> **The exercise**: Please go through the items below and report every line that contains the word "parapet", copying each such line in full.

> **Listed records**:

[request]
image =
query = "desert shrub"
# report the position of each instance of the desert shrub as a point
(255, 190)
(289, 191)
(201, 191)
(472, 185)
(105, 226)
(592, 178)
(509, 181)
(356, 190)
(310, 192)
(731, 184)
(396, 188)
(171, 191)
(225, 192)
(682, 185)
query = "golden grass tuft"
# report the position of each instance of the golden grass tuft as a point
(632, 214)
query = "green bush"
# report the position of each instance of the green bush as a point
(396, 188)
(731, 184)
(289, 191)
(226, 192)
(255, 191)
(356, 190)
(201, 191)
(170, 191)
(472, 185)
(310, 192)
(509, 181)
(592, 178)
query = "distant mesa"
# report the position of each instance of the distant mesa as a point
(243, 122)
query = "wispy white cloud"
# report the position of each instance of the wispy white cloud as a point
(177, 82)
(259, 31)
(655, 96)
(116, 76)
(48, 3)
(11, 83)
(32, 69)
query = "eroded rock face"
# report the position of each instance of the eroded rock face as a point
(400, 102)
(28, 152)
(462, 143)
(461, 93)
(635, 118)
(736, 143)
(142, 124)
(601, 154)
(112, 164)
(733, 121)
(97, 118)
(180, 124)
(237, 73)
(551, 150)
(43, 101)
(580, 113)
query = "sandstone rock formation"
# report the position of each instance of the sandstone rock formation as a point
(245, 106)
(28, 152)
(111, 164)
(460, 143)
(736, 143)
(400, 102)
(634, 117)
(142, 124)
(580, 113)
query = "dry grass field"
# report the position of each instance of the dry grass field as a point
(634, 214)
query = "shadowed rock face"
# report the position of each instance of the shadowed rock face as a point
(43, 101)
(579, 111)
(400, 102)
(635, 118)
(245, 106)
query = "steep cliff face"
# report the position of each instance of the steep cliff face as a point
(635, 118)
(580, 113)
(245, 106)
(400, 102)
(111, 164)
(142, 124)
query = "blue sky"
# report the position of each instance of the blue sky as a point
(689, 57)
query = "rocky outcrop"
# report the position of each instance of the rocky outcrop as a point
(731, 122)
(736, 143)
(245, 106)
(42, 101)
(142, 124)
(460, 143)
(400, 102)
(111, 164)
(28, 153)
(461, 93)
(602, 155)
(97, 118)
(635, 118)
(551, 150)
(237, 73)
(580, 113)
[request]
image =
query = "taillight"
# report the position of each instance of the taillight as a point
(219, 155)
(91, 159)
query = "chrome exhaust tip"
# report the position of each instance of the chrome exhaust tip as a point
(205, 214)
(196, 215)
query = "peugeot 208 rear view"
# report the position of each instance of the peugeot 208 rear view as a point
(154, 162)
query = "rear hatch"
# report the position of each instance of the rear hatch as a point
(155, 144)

--

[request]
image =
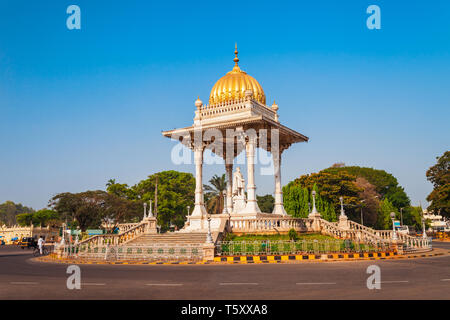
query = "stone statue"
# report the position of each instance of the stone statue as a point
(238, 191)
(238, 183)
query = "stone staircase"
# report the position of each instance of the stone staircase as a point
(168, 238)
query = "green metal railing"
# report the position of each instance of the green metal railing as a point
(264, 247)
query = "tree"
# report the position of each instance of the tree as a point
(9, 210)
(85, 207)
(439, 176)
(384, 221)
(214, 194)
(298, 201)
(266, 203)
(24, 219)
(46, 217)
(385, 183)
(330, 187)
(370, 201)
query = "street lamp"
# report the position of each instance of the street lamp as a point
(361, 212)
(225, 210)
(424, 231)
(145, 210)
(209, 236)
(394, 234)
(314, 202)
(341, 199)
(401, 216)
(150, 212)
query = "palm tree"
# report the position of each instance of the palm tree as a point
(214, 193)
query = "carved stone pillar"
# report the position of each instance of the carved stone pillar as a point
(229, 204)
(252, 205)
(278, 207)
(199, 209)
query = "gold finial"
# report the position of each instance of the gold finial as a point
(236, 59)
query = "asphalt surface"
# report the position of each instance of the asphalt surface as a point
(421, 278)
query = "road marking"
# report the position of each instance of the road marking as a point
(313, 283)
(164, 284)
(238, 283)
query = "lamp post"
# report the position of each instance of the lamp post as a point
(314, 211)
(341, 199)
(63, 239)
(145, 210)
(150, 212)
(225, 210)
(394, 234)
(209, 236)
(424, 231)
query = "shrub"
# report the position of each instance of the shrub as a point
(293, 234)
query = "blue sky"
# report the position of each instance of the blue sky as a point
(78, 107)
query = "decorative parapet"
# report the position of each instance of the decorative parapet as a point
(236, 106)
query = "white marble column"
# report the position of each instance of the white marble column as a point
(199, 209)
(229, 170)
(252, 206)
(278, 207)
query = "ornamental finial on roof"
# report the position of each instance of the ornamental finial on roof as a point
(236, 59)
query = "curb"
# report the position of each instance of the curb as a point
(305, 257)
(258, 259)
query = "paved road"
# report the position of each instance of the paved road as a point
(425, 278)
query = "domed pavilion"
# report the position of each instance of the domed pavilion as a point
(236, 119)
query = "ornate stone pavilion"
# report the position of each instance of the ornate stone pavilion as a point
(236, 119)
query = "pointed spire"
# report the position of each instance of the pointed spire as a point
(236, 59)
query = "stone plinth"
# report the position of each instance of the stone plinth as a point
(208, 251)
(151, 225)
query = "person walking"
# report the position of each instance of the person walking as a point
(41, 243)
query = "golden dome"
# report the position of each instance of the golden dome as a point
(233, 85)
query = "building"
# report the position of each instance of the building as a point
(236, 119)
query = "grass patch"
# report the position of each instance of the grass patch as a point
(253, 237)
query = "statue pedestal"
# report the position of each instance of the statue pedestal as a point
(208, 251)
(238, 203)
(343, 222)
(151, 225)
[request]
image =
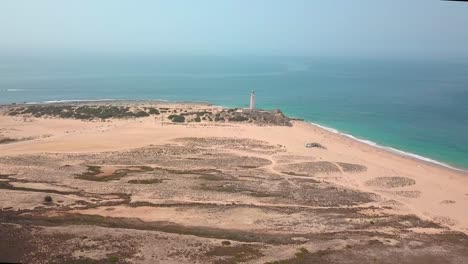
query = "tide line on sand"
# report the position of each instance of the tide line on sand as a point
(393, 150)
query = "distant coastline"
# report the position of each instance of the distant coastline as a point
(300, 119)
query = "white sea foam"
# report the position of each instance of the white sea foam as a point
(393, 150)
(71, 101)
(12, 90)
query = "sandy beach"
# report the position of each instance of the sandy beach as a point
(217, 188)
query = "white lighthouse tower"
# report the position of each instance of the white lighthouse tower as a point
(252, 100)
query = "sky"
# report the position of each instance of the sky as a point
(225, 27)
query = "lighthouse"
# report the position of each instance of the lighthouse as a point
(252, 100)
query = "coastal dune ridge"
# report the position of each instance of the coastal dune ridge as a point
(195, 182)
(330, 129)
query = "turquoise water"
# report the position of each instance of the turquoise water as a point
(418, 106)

> **Answer to this problem**:
query = "decorative parapet"
# report the position of each instance of the decorative parapet as a point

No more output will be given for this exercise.